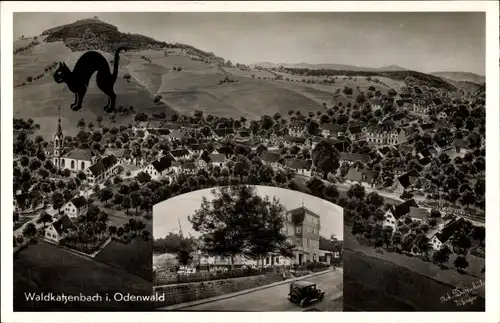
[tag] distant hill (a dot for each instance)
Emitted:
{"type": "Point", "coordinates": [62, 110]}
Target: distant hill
{"type": "Point", "coordinates": [461, 77]}
{"type": "Point", "coordinates": [178, 78]}
{"type": "Point", "coordinates": [337, 67]}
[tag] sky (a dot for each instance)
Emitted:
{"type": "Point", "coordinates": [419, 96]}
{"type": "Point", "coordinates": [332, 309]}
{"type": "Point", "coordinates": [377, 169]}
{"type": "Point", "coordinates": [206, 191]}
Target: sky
{"type": "Point", "coordinates": [168, 214]}
{"type": "Point", "coordinates": [421, 41]}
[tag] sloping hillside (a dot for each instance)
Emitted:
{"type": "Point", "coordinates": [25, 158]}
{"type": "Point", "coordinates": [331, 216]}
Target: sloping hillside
{"type": "Point", "coordinates": [461, 77]}
{"type": "Point", "coordinates": [182, 77]}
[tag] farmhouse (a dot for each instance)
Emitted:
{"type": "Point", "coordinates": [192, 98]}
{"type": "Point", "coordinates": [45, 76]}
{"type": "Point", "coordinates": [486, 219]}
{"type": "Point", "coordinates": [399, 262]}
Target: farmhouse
{"type": "Point", "coordinates": [392, 216]}
{"type": "Point", "coordinates": [59, 229]}
{"type": "Point", "coordinates": [159, 168]}
{"type": "Point", "coordinates": [403, 182]}
{"type": "Point", "coordinates": [76, 207]}
{"type": "Point", "coordinates": [102, 170]}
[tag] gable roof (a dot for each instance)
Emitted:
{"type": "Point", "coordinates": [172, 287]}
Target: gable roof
{"type": "Point", "coordinates": [63, 224]}
{"type": "Point", "coordinates": [270, 156]}
{"type": "Point", "coordinates": [364, 175]}
{"type": "Point", "coordinates": [298, 140]}
{"type": "Point", "coordinates": [299, 214]}
{"type": "Point", "coordinates": [418, 213]}
{"type": "Point", "coordinates": [460, 143]}
{"type": "Point", "coordinates": [409, 178]}
{"type": "Point", "coordinates": [354, 129]}
{"type": "Point", "coordinates": [119, 153]}
{"type": "Point", "coordinates": [163, 163]}
{"type": "Point", "coordinates": [403, 208]}
{"type": "Point", "coordinates": [81, 154]}
{"type": "Point", "coordinates": [298, 163]}
{"type": "Point", "coordinates": [217, 158]}
{"type": "Point", "coordinates": [79, 202]}
{"type": "Point", "coordinates": [179, 152]}
{"type": "Point", "coordinates": [446, 233]}
{"type": "Point", "coordinates": [354, 157]}
{"type": "Point", "coordinates": [103, 165]}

-- What is asked --
Write out everything from the line containing "[tag] gable roof (a dot for each instance)" down to the end of the records as a two-column CSV with the headers input and output. Give one row per record, with its text under input and its answer under output. Put each field in quotation marks and replace any line breaks in it with spaces.

-- Exercise result --
input,output
"[tag] gable roof (a dot for each instance) Emitted: {""type"": ""Point"", ""coordinates"": [172, 287]} Target: gable roof","{""type"": ""Point"", ""coordinates"": [63, 224]} {""type"": ""Point"", ""coordinates"": [270, 156]} {""type"": ""Point"", ""coordinates"": [364, 175]} {""type"": ""Point"", ""coordinates"": [298, 140]} {""type"": ""Point"", ""coordinates"": [299, 214]} {""type"": ""Point"", ""coordinates"": [418, 213]} {""type"": ""Point"", ""coordinates"": [460, 143]} {""type"": ""Point"", ""coordinates"": [409, 178]} {""type"": ""Point"", ""coordinates"": [354, 129]} {""type"": ""Point"", ""coordinates"": [119, 153]} {""type"": ""Point"", ""coordinates"": [163, 163]} {""type"": ""Point"", ""coordinates"": [403, 208]} {""type"": ""Point"", ""coordinates"": [81, 154]} {""type"": ""Point"", ""coordinates"": [298, 163]} {""type"": ""Point"", ""coordinates"": [217, 158]} {""type"": ""Point"", ""coordinates"": [79, 202]} {""type"": ""Point"", ""coordinates"": [179, 152]} {""type"": ""Point"", ""coordinates"": [446, 233]} {""type"": ""Point"", ""coordinates"": [354, 157]} {""type"": ""Point"", ""coordinates"": [103, 165]}"